# [Your goal]
Render every one of the lines below as a numbered list, omitting blank lines.

# [Information shown]
################
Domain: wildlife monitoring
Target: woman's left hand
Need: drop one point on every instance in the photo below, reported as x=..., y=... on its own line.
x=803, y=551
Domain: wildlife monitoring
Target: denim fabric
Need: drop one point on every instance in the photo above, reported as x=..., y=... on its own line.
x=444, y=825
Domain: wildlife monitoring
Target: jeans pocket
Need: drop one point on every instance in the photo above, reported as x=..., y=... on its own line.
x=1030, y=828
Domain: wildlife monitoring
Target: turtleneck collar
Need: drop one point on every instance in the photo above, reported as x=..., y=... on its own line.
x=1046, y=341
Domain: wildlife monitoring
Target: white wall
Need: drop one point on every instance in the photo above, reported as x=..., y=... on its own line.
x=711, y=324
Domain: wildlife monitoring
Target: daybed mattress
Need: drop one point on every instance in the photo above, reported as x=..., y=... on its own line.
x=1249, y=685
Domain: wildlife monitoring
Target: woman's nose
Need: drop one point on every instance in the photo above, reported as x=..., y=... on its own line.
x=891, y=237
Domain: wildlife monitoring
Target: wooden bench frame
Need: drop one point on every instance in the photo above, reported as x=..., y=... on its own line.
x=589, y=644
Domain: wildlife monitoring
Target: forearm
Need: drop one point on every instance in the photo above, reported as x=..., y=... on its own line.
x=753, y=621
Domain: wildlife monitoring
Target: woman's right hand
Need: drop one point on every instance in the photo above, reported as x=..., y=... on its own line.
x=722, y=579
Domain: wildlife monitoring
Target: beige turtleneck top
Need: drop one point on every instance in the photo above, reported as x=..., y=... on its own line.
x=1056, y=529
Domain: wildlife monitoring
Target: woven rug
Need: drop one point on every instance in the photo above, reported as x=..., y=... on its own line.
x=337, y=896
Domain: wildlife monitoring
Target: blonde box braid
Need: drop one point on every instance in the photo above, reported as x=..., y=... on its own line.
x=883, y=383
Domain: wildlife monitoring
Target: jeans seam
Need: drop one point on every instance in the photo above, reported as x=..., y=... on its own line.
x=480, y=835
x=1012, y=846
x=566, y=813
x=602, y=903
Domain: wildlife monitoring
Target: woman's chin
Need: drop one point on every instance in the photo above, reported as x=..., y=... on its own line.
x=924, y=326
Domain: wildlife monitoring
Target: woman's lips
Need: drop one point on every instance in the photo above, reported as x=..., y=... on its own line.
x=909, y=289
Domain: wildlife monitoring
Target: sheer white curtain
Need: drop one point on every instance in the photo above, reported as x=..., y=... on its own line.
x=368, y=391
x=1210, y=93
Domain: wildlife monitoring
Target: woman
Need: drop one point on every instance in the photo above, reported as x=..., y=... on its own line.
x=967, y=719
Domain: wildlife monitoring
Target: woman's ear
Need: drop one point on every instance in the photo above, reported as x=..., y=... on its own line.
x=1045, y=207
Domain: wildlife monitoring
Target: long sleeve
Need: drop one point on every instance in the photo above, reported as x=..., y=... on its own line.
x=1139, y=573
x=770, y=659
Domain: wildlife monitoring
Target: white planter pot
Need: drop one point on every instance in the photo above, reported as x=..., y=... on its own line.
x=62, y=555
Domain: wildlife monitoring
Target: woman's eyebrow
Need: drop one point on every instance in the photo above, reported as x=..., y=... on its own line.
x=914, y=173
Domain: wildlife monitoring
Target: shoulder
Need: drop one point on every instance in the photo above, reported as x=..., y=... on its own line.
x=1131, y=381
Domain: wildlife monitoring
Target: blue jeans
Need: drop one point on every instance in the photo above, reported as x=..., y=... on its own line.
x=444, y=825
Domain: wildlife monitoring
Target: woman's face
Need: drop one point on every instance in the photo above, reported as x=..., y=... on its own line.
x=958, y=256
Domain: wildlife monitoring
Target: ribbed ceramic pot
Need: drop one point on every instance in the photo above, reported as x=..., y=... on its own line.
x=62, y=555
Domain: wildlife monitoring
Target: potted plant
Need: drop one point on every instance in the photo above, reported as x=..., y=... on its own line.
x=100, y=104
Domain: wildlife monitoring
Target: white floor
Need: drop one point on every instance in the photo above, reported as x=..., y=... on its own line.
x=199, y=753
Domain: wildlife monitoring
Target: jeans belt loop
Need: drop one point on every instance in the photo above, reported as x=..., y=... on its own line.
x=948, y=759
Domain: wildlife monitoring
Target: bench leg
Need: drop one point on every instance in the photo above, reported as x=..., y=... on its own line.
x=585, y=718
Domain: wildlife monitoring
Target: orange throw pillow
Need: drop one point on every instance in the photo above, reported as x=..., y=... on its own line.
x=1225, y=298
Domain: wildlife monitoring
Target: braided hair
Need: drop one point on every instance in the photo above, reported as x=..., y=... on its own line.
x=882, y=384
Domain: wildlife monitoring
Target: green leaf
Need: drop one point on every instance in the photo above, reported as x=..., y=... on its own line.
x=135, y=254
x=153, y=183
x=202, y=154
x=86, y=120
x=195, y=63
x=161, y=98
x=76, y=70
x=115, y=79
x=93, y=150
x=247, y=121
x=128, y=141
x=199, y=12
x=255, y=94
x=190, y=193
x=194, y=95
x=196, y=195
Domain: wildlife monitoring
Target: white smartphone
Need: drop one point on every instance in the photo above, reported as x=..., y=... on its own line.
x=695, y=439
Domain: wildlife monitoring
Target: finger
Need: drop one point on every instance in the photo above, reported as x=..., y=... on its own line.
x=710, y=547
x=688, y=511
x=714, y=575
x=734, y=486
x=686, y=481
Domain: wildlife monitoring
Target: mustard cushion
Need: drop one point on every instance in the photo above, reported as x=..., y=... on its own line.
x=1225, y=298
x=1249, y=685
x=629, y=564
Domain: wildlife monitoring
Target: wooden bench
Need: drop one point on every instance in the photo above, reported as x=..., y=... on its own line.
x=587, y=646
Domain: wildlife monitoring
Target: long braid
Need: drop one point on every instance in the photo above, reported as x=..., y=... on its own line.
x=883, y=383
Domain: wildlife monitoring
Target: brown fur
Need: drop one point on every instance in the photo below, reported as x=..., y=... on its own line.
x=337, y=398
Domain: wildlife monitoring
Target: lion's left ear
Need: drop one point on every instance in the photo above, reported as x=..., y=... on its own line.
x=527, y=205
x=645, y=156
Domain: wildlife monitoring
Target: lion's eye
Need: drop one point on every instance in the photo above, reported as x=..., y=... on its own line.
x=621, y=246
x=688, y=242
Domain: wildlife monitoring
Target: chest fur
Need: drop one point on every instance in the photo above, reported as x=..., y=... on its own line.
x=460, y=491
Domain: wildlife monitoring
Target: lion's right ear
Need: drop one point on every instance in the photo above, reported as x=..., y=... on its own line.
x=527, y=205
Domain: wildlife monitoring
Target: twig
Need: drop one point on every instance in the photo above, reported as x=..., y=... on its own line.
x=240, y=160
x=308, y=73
################
# [Correct output]
1. Domain: wildlife monitoring
2. Target: woman's left hand
3. Need: drop one point on every instance in the photo below, reported as x=..., y=... on its own line.
4. x=803, y=551
5. Domain: wildlife monitoring
6. Target: denim fabric
7. Need: drop one point on every instance in the photo above, reported as x=..., y=... on its own line.
8. x=444, y=825
9. Domain: wildlife monitoring
10. Target: jeans pocket
11. Need: drop one point on every instance in the photo above, reported as x=..., y=... on its own line.
12. x=1030, y=828
13. Domain: wildlife monitoring
14. Target: turtleneck collar
15. Need: drop one point on every instance in the photo above, reported as x=..., y=... on its own line.
16. x=1046, y=341
17. Domain: wildlife monitoring
18. Target: white wall
19. Need: drop one point on every instance in the photo above, reported as x=..., y=... on its own line.
20. x=711, y=324
21. Domain: wildlife monitoring
22. Target: daybed mattress
23. Need: drop one point on every instance in the photo above, reported as x=..., y=... on its own line.
24. x=1249, y=685
25. Domain: wildlife monitoring
26. Target: woman's nose
27. Need: drop one point on every instance in the photo above, reported as x=..., y=... on its own line.
28. x=891, y=237
29. Domain: wildlife monitoring
30. Target: wooden bench frame
31. Need: drop one point on every instance in the photo above, reported as x=..., y=... on its own line.
32. x=589, y=644
33. Domain: wildlife monitoring
34. Target: forearm
35. Need: drop one point on every instance in the photo above, reported as x=..., y=... on its own line.
36. x=753, y=621
37. Domain: wildlife monitoring
38. Target: woman's right hand
39. Need: drop one point on every instance in the photo above, reported as x=..., y=... on its own line.
40. x=722, y=579
41. Domain: wildlife monitoring
42. Target: beige turtleneck top
43. Need: drop one point on every instance in the photo above, reported as x=..., y=... on its own line.
44. x=1056, y=529
45. Domain: wildlife monitoring
46. Target: woven rug
47. Need: drop one point on every instance in the photo above, reported as x=..., y=... on its own line.
48. x=337, y=896
49. Domain: wildlife monitoring
50. Target: blonde box braid
51. Need: drop one point on every instance in the photo above, reported as x=..., y=... on its own line.
52. x=883, y=383
53. Domain: wildlife monitoring
54. Target: jeans seam
55. Need: drop one point on every instance in the photo above, reported as x=..., y=... on its own line.
56. x=480, y=835
57. x=1012, y=846
58. x=566, y=813
59. x=602, y=903
60. Domain: wildlife monitoring
61. Target: woman's chin
62. Need: drop one point on every instance in the photo above, reported as x=..., y=... on its own line.
63. x=924, y=326
64. Domain: wildlife monitoring
65. Target: woman's lips
66. Need: drop one point on every instance in the photo above, reported as x=..., y=... on its own line.
67. x=909, y=289
68. Domain: wildlife monitoring
69. Target: sheer white curtain
70. Need: drop one point on every instance in the photo above, reported as x=..., y=... on its own line.
71. x=368, y=391
72. x=1210, y=93
73. Domain: wildlife monitoring
74. Target: woman
75. Need: drop one point on every instance in the photo above, reported as x=..., y=... on its own line.
76. x=967, y=719
77. Domain: wildlife monitoring
78. Target: woman's ear
79. Need: drop one point on every instance in the photo above, reported as x=..., y=... on its own line.
80. x=1045, y=207
81. Domain: wildlife monitoring
82. Target: long sleeve
83. Need: drop one point on every instance in the photo above, reported as x=..., y=... on its own line.
84. x=1139, y=573
85. x=770, y=659
86. Domain: wildlife monitoring
87. Target: white planter pot
88. Need: drop one point on every instance in the photo above, reported as x=..., y=... on its own line.
89. x=62, y=555
90. Domain: wildlife monitoring
91. Target: woman's eyebrow
92. Need: drop one point on every instance in the photo above, reported as x=..., y=... on its own line.
93. x=914, y=173
94. Domain: wildlife monitoring
95. Target: shoulder
96. Need: drop one point on every instance in the photo above, reported as x=..., y=... on its own line.
97. x=1131, y=381
98. Domain: wildlife monitoring
99. Target: blue jeans
100. Need: drop one point on every instance in the photo above, reported as x=..., y=... on its own line.
101. x=444, y=825
102. Domain: wildlife monitoring
103. Target: woman's face
104. Need: drop one point on every instance in the photo above, reported as x=..., y=... on its own line.
105. x=958, y=256
106. Domain: wildlife monitoring
107. Target: ribbed ceramic pot
108. Need: drop one point on every instance in the photo above, reported as x=..., y=... on its own line.
109. x=62, y=555
110. Domain: wildlife monitoring
111. Target: potted plant
112. Need: drop one point on every instance in the photo above, reported as x=..., y=... on its own line.
113. x=100, y=104
114. Domain: wildlife monitoring
115. Target: white floor
116. Need: drop one point on every instance in the photo above, reported as x=..., y=... on its own line.
117. x=199, y=753
118. Domain: wildlife monitoring
119. Target: jeans belt loop
120. Need: drop one point on every instance in the photo above, reported as x=..., y=... on its own line.
121. x=948, y=759
122. Domain: wildlife monitoring
123. Target: bench leg
124. Need: drop one point on every instance in the photo above, reported as x=..., y=... on its own line.
125. x=585, y=718
126. Domain: wildlife monitoring
127. Target: orange throw pillow
128. Need: drop one point on every instance in the photo above, reported as x=..., y=... on its own line.
129. x=1225, y=298
130. Domain: wildlife monitoring
131. Target: braided hair
132. Need: drop one point on every instance in the photo above, reported as x=..., y=... on its own line.
133. x=882, y=384
134. Domain: wildlife monitoring
135. Target: green leaf
136. Need: drop one point on every instance in the photo above, reported as x=..., y=... on its own line.
137. x=135, y=254
138. x=153, y=183
139. x=202, y=154
140. x=86, y=120
141. x=195, y=63
142. x=161, y=98
143. x=76, y=70
144. x=115, y=79
145. x=93, y=150
146. x=247, y=121
147. x=128, y=141
148. x=199, y=12
149. x=255, y=94
150. x=190, y=193
151. x=194, y=95
152. x=196, y=195
153. Domain: wildlife monitoring
154. Target: white smartphone
155. Need: drop one point on every instance in the photo above, reported as x=..., y=... on its own line.
156. x=695, y=439
157. Domain: wildlife monitoring
158. Target: finger
159. Need: drop one point on every instance in the photo above, reported as x=..., y=... on its own line.
160. x=710, y=547
161. x=688, y=511
162. x=714, y=575
163. x=734, y=486
164. x=686, y=481
165. Domain: wildlife monitoring
166. Target: mustard cushion
167. Need: drop one point on every instance in the photo above, reported as x=..., y=... on its own line.
168. x=1225, y=298
169. x=1249, y=685
170. x=629, y=564
171. Domain: wildlife monitoring
172. Target: wooden bench
173. Need: drop one point on every instance in the photo above, reported as x=..., y=... on its own line.
174. x=587, y=646
175. Domain: wildlife monitoring
176. Target: long braid
177. Need: drop one point on every instance in the photo above, reported as x=..., y=... on its own line.
178. x=883, y=383
179. Domain: wildlife monitoring
180. Target: brown fur
181. Need: drop one point on every instance in the photo below, reported as x=..., y=... on its own line.
182. x=337, y=398
183. Domain: wildlife monitoring
184. Target: lion's left ear
185. Need: drop one point on every instance in the photo above, reported as x=..., y=... on its own line.
186. x=527, y=205
187. x=645, y=156
188. Domain: wildlife monitoring
189. Target: lion's eye
190. Need: drop one point on every instance in the photo above, reported as x=..., y=... on its own line.
191. x=621, y=246
192. x=688, y=242
193. Domain: wildlife monitoring
194. Target: chest fur
195. Need: drop one point on every instance in the photo above, reported as x=..., y=... on its own line.
196. x=460, y=491
197. Domain: wildlife monitoring
198. Target: lion's right ear
199. Need: drop one point on every instance in the photo above, reported as x=..., y=... on its own line.
200. x=527, y=205
201. Domain: wildlife monitoring
202. Target: twig
203. Need: drop one point on every instance in the photo above, reported as x=..., y=... on its own line.
204. x=240, y=160
205. x=308, y=73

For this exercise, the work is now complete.